··· Records provided ···

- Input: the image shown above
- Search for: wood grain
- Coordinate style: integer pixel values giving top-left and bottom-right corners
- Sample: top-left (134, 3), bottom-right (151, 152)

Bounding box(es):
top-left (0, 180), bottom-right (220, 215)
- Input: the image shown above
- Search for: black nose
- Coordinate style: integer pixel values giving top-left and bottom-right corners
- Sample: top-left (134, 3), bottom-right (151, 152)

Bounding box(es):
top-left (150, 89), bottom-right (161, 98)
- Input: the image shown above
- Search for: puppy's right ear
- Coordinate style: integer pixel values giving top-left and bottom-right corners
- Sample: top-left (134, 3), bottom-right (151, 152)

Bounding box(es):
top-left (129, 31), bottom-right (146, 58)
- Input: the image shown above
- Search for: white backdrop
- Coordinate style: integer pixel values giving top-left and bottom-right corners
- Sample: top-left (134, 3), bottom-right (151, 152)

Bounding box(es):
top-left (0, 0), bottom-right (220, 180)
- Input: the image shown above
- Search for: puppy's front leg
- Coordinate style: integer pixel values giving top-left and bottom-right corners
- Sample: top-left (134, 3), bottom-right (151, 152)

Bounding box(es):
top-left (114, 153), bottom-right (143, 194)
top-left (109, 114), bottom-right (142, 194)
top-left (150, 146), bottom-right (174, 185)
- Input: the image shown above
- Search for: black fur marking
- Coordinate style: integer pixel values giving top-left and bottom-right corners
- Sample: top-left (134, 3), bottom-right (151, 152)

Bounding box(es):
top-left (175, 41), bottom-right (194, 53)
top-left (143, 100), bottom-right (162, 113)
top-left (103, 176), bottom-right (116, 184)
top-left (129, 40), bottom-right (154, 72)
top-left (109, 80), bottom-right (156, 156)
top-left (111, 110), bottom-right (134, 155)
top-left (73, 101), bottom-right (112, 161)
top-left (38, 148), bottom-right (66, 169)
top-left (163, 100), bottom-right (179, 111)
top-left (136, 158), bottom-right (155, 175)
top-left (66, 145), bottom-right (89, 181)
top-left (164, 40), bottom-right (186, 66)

···

Try it:
The whole listing above is to be transcribed exactly, line for line.

Exercise result:
- Input: the image shown above
- Search for: wood grain
- Coordinate style: integer pixel values giving top-left and bottom-right corners
- Sample: top-left (134, 3), bottom-right (151, 152)

Bounding box(es):
top-left (0, 180), bottom-right (220, 215)
- Input: the image shown above
- Search for: black nose
- Coordinate style: integer pixel values giving top-left and bottom-right corners
- Sample: top-left (134, 3), bottom-right (151, 152)

Bounding box(es):
top-left (150, 89), bottom-right (161, 98)
- Input: the image shown above
- Search for: puppy's right ear
- Coordinate style: integer pixel values giving top-left and bottom-right corners
- Sample: top-left (134, 3), bottom-right (151, 152)

Bounding box(es):
top-left (129, 31), bottom-right (146, 58)
- Input: the image shown above
- Search for: white backdrop
- Coordinate style: integer pixel values giving top-left and bottom-right corners
- Sample: top-left (134, 3), bottom-right (151, 152)

Bounding box(es):
top-left (0, 0), bottom-right (220, 180)
- Input: the image shown above
- Search for: puppy's front leg
- Coordinate style: integer pixel values giving top-left and bottom-right corners
- Sample: top-left (134, 3), bottom-right (151, 152)

Bounding box(es):
top-left (114, 153), bottom-right (143, 194)
top-left (109, 114), bottom-right (142, 194)
top-left (150, 146), bottom-right (174, 185)
- Input: the image shown above
- Search for: black fur marking
- Coordinate style: integer pixel values giving top-left and bottom-right corners
- Sample: top-left (134, 3), bottom-right (151, 152)

Bounding box(es):
top-left (175, 41), bottom-right (194, 53)
top-left (143, 100), bottom-right (162, 113)
top-left (103, 176), bottom-right (116, 184)
top-left (129, 40), bottom-right (154, 72)
top-left (109, 80), bottom-right (156, 156)
top-left (111, 110), bottom-right (134, 155)
top-left (73, 101), bottom-right (112, 161)
top-left (38, 148), bottom-right (66, 169)
top-left (163, 100), bottom-right (179, 111)
top-left (136, 158), bottom-right (155, 175)
top-left (66, 145), bottom-right (89, 181)
top-left (164, 40), bottom-right (186, 66)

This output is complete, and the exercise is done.